**YOUR TASK:** Could you copy out every line of the data where the word "below" occurs?

※ ※ ※

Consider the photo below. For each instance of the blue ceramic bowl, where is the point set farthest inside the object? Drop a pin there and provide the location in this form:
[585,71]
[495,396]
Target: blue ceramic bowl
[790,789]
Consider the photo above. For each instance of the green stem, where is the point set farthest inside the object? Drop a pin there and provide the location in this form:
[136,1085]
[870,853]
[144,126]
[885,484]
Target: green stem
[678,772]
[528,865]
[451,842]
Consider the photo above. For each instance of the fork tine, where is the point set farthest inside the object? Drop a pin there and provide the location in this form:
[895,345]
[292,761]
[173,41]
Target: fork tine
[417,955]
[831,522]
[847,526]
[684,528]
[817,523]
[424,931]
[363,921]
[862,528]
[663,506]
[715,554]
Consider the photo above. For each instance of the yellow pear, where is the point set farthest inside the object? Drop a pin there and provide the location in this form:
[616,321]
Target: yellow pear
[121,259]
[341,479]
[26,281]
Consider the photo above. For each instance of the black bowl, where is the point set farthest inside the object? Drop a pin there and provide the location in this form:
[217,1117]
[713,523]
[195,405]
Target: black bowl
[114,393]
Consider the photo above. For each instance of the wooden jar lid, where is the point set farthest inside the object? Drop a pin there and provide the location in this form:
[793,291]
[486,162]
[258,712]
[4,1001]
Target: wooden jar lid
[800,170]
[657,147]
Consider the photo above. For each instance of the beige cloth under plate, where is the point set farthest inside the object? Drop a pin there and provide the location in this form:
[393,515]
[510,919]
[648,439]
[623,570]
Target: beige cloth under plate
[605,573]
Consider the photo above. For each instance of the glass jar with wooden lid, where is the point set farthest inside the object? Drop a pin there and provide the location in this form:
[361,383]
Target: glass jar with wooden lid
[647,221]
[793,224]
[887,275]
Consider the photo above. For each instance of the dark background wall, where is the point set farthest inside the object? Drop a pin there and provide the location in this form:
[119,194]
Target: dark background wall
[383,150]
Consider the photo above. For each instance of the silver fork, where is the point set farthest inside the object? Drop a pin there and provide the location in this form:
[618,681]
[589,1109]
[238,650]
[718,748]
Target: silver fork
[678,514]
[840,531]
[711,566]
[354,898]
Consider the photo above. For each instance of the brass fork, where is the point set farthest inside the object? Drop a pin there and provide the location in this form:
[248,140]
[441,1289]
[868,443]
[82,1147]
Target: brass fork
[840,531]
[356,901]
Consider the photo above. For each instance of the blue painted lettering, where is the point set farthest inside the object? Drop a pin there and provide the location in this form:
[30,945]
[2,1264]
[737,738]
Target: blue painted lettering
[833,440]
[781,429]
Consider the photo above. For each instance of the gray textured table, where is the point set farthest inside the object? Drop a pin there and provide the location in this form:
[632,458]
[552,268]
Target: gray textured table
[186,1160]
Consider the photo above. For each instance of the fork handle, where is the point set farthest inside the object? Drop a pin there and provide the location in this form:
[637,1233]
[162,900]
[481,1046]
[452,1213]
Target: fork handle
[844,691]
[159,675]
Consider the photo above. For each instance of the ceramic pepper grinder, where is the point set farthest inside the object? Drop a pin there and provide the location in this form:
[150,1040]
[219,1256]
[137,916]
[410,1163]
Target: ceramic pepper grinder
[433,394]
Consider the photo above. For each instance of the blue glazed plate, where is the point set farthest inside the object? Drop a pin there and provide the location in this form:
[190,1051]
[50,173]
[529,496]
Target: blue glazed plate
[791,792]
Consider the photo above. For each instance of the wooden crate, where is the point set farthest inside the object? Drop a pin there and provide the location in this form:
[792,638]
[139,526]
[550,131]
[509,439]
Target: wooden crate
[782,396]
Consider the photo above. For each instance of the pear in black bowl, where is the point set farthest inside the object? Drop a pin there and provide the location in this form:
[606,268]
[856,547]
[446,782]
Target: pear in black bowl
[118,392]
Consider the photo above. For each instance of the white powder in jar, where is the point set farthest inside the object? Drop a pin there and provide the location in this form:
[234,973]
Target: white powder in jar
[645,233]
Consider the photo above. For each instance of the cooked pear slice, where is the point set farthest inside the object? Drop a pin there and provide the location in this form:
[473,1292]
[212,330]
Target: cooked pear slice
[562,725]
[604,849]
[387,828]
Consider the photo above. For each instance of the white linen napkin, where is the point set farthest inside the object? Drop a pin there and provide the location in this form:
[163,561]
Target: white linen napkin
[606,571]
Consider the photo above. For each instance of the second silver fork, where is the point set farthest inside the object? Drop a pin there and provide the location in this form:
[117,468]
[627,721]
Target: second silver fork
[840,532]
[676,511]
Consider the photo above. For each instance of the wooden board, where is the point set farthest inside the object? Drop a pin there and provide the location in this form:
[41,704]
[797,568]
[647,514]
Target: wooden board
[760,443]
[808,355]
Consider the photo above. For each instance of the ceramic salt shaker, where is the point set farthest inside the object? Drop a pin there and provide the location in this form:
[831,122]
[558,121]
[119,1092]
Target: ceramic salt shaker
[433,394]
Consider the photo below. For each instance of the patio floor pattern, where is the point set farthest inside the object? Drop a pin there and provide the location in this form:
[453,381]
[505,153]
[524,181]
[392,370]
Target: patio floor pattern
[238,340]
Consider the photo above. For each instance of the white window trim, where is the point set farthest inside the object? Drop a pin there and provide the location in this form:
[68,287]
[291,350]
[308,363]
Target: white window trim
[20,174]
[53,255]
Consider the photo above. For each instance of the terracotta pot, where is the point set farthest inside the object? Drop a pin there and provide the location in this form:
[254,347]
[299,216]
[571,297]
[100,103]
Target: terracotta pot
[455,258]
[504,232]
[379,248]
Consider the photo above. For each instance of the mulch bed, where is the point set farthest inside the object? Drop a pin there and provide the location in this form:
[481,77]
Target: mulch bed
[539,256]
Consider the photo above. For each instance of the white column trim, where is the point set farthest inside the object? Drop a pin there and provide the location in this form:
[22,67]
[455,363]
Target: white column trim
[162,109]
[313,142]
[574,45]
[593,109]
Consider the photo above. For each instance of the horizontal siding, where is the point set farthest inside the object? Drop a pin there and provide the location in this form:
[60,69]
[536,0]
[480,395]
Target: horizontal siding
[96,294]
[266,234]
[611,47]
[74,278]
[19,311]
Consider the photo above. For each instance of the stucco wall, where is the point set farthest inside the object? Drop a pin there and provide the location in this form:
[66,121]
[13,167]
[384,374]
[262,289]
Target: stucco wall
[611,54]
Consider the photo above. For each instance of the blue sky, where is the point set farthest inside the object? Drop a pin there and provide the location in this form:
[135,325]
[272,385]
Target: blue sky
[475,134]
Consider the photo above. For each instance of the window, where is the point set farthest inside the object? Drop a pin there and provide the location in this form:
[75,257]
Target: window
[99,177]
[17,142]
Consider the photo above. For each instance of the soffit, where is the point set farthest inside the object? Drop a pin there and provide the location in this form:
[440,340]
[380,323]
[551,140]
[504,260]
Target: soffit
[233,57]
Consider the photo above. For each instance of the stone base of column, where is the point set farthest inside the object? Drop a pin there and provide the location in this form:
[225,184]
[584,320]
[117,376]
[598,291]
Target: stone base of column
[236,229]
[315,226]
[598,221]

※ ※ ※

**ANSWER TO THIS PROBLEM:**
Consider the photo below. For each instance of the blue ceramic bowl, where is the point set farthest inside the object? Drop a pin there and provide the location in this form:
Consider the photo below. For each instance of the patio floor pattern, where is the point set farthest inside the object? Drop a pin there and provide the location in this form:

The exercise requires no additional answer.